To be done
Write each line out exactly, leaving none out.

Point annotation records:
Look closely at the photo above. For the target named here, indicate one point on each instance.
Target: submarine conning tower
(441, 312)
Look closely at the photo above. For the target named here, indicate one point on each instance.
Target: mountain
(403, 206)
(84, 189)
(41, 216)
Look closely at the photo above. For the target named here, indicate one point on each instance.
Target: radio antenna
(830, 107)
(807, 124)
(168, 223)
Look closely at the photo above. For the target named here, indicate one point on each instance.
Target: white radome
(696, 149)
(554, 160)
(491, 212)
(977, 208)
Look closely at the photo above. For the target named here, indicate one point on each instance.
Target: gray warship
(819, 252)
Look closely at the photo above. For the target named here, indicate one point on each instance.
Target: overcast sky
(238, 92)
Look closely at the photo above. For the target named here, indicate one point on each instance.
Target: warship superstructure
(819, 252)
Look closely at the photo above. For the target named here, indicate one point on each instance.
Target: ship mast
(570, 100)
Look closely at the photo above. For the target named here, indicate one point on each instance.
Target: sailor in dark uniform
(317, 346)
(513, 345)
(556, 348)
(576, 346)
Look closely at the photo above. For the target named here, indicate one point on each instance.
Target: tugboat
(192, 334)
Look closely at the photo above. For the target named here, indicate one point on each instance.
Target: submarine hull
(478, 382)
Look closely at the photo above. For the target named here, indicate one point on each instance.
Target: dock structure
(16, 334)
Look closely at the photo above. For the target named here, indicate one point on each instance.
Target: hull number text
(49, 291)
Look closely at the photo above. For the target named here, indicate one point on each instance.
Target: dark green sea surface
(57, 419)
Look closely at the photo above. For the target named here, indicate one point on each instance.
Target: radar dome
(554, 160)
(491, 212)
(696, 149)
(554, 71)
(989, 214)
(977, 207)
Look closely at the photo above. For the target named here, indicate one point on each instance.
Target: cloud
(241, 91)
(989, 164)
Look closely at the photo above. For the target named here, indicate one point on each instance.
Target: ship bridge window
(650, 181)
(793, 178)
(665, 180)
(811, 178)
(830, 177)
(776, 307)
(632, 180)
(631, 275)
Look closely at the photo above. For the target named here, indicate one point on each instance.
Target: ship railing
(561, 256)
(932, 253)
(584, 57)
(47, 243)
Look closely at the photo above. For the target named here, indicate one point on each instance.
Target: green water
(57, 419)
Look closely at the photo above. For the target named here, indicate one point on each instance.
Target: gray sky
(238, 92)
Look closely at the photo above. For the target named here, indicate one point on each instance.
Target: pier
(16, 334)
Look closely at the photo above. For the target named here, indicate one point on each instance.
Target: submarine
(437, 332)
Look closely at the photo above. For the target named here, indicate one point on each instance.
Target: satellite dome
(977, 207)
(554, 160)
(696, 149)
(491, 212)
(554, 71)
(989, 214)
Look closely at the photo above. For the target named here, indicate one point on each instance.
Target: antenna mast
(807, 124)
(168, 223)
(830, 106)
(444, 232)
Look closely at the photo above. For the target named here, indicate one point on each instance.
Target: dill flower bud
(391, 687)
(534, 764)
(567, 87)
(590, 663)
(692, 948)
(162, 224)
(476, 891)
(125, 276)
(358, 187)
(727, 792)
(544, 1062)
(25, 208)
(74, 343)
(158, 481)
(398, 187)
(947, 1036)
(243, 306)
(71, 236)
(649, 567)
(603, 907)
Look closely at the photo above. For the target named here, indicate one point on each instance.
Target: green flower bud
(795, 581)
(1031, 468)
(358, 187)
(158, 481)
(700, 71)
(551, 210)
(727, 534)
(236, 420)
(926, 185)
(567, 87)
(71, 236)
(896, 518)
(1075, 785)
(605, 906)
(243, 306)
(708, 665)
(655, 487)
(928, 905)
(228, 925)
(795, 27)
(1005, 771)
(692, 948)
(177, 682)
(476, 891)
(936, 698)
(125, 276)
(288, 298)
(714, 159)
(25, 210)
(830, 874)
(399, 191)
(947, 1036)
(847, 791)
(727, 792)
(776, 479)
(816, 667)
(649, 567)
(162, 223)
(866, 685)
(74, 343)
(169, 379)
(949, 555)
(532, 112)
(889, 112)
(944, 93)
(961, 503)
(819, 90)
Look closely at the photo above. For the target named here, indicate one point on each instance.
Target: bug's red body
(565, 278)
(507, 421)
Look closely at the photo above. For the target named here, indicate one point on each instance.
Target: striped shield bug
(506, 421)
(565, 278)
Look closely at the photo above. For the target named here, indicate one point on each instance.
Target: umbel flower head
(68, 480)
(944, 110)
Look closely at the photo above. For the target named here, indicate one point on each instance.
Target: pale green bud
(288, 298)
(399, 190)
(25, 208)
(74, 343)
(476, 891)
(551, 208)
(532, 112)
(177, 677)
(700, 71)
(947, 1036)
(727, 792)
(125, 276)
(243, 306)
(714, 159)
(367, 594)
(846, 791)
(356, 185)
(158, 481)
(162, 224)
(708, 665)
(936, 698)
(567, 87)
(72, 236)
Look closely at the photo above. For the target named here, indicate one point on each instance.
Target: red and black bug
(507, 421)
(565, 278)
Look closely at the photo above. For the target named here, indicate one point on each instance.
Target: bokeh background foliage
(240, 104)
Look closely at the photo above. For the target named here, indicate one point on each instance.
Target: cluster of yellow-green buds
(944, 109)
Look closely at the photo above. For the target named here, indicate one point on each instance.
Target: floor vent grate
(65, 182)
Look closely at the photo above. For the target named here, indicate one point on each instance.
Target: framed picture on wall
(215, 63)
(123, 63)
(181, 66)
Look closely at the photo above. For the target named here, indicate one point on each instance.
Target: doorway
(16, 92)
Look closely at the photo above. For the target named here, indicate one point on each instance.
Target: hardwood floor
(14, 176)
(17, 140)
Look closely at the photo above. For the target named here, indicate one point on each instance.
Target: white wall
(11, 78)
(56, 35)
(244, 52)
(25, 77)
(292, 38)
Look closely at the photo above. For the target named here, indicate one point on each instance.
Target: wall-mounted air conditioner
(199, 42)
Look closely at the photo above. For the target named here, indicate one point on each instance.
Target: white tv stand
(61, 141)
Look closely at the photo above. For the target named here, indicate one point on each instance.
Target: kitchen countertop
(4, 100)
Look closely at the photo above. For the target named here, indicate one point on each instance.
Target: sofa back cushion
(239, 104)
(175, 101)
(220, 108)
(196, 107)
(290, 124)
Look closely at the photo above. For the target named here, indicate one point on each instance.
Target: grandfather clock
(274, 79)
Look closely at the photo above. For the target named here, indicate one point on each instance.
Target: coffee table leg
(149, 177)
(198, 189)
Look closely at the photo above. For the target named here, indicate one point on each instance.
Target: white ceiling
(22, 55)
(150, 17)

Worked answer
Look closely at the photo above. For the target named here, indicate one point on each instance.
Target: submarine conning tower
(441, 312)
Look closely at the photo above. For the target named here, indicate one point on each instance.
Target: mountain
(403, 206)
(84, 189)
(41, 216)
Look closely at the photo above. For the target named here, indicate one point on each instance.
Target: radio antenna
(830, 107)
(807, 124)
(168, 223)
Look closely at the photo above. For the target named here, indicate one point on each instance.
Target: white radome
(696, 149)
(554, 160)
(491, 212)
(977, 208)
Look closely at the photo above. For the target named here, indicate one point on each instance.
Target: gray warship
(819, 252)
Look closely at the photo above. For the target named here, indicate one point on each instance.
Target: overcast sky
(238, 92)
Look closely at the photo above. For the target named here, indicate one point on each instance.
Target: warship superstructure
(819, 252)
Look closely at the photo above. For the target named here, indicate one point on each instance.
Target: ship mast
(570, 100)
Look closely at the photo above. For the target named here, indicate one point on each instance.
Target: sailor in dark uniform
(317, 346)
(513, 345)
(556, 348)
(576, 346)
Look closely at the photo above. For the target named here, indicate one point on each instance.
Target: tugboat
(192, 334)
Look closely at the photo above. For the target named here, indicate one point on each instance.
Target: submarine hull
(478, 382)
Look closely at the photo above. For the target named here, indicate one point on each instance.
Target: dock structure
(16, 334)
Look closely at the photo above. For the target named here, indicate one point on each instance.
Target: hull number text
(49, 291)
Look closely at the photo above. For the target named here, indicate one point on each instance.
Target: dark green sea surface
(57, 419)
Look closely at the photo above. For the target named here, indicate one point on each instance.
Target: radar dome
(554, 160)
(491, 212)
(696, 149)
(554, 71)
(989, 214)
(977, 207)
Look closely at the photo above. For the target named here, indicate one point on each instance.
Target: cloud
(241, 91)
(989, 164)
Look closely at the photo above. For the target named here, indicate one point on each instance.
Target: ship bridge window
(650, 181)
(793, 178)
(665, 180)
(811, 178)
(830, 177)
(776, 307)
(632, 180)
(631, 275)
Look closely at the photo above. For the target named here, indicate one point on each instance.
Target: ship railing
(561, 256)
(932, 253)
(584, 57)
(47, 243)
Look closely at the photo above. For the target named here, indicate one point on each instance.
Target: green water
(57, 419)
Look closely at the photo above. For the target named here, indicate one point on each instance.
Target: gray sky
(238, 92)
Look closely at the photo above. For the target named here, indicate one point on each instance.
Target: pier
(16, 334)
Look closely at the photo above. For the target named here, indicate one point on each instance.
Target: submarine
(437, 332)
Look closely at the photo above. For the target named here, indicate one point on each instance.
Target: satellite dome
(977, 207)
(554, 160)
(696, 149)
(491, 212)
(554, 71)
(989, 214)
Look closely at the photo above. For the target named here, indicate one point on each instance.
Target: antenna mast
(807, 124)
(168, 223)
(830, 106)
(444, 232)
Look closely at the photo above. For the target named here, indicate one point on each instance.
Target: dill flower bud
(391, 687)
(534, 764)
(567, 87)
(590, 663)
(692, 948)
(162, 224)
(476, 891)
(125, 276)
(358, 187)
(727, 792)
(544, 1062)
(25, 208)
(74, 343)
(158, 481)
(398, 187)
(947, 1036)
(243, 306)
(71, 236)
(649, 567)
(603, 907)
Look closely at the photo above. For the target named here, indicate one point on each instance.
Target: green flower bud
(795, 581)
(1031, 468)
(358, 187)
(158, 481)
(700, 71)
(551, 210)
(727, 534)
(236, 420)
(926, 185)
(567, 87)
(71, 236)
(896, 518)
(1075, 785)
(605, 906)
(243, 306)
(708, 665)
(655, 487)
(928, 905)
(228, 925)
(795, 27)
(1005, 771)
(692, 948)
(177, 682)
(476, 891)
(936, 698)
(125, 276)
(288, 298)
(714, 159)
(25, 210)
(830, 874)
(399, 191)
(947, 1036)
(847, 791)
(727, 792)
(776, 479)
(816, 667)
(649, 567)
(162, 223)
(866, 685)
(74, 343)
(169, 379)
(949, 555)
(532, 112)
(889, 112)
(944, 93)
(961, 503)
(819, 90)
Look closely at the photo above. For the target named here, indicate one point on each instance.
Target: bug's red body
(565, 278)
(507, 421)
Look closely at the photo above. For the target named here, indicate one point on each instance.
Target: striped shield bug
(506, 421)
(565, 278)
Look closely at the photo above. For the target named here, indicate one point on each instance.
Target: umbel flower head
(68, 480)
(944, 110)
Look closely at the photo above. For the target named here, indicate one point on each instance.
Target: pale green bud
(288, 298)
(399, 190)
(25, 208)
(74, 343)
(476, 891)
(551, 208)
(532, 112)
(177, 677)
(700, 71)
(947, 1036)
(727, 792)
(125, 276)
(243, 306)
(714, 159)
(367, 594)
(846, 791)
(356, 185)
(158, 481)
(162, 224)
(708, 665)
(936, 698)
(567, 87)
(72, 236)
Look closely at the photo above. For the target named here, indicate one point on each instance.
Target: red and black bug
(507, 421)
(565, 278)
Look closely at the photo above. For the target named here, indicate one point on each instance.
Target: bokeh background foliage
(240, 104)
Look closely at the photo above. For the target named here, indicate one point on each instance.
Target: cluster of yellow-green buds
(944, 109)
Look closely at the photo above. For the target named here, indicate one point on each instance.
Target: floor vent grate
(65, 182)
Look closely at the photo above. For the target named here, indicate one point on each instance.
Target: framed picture on wall
(215, 63)
(123, 63)
(181, 66)
Look closely at the photo above. For the target named here, indicate one point on each instance.
Target: doorway
(16, 92)
Look closely at the photo above. For the target named here, indicate one point on each instance.
Target: hardwood floor
(14, 176)
(17, 140)
Look closely at the photo above. For the target named here, indicate one point on each instance.
Target: white wall
(11, 78)
(56, 35)
(244, 52)
(25, 77)
(292, 38)
Look closely at the photo above. For the target named here, indicate one point on each instance.
Target: wall-mounted air conditioner
(199, 42)
Look closely at the photo above. For the target named here, indicate one point on each instance.
Target: white tv stand
(61, 141)
Look closely at the photo above. For the target named here, indicate one point on each instance.
Target: kitchen countertop
(4, 100)
Look closely at the photo above. For the target named here, indicate one point on each instance.
Target: sofa back cushion
(239, 104)
(175, 101)
(220, 108)
(196, 107)
(290, 124)
Look closely at the photo above. For the target named here, indicate one point on each instance.
Target: grandfather clock
(274, 79)
Look closely at the photo above. For the target named here, indicate one point on each instance.
Target: coffee table leg
(149, 177)
(198, 189)
Look closely at the photo above. For the target named here, indicate one point on each instance.
Target: white ceiling
(22, 55)
(150, 17)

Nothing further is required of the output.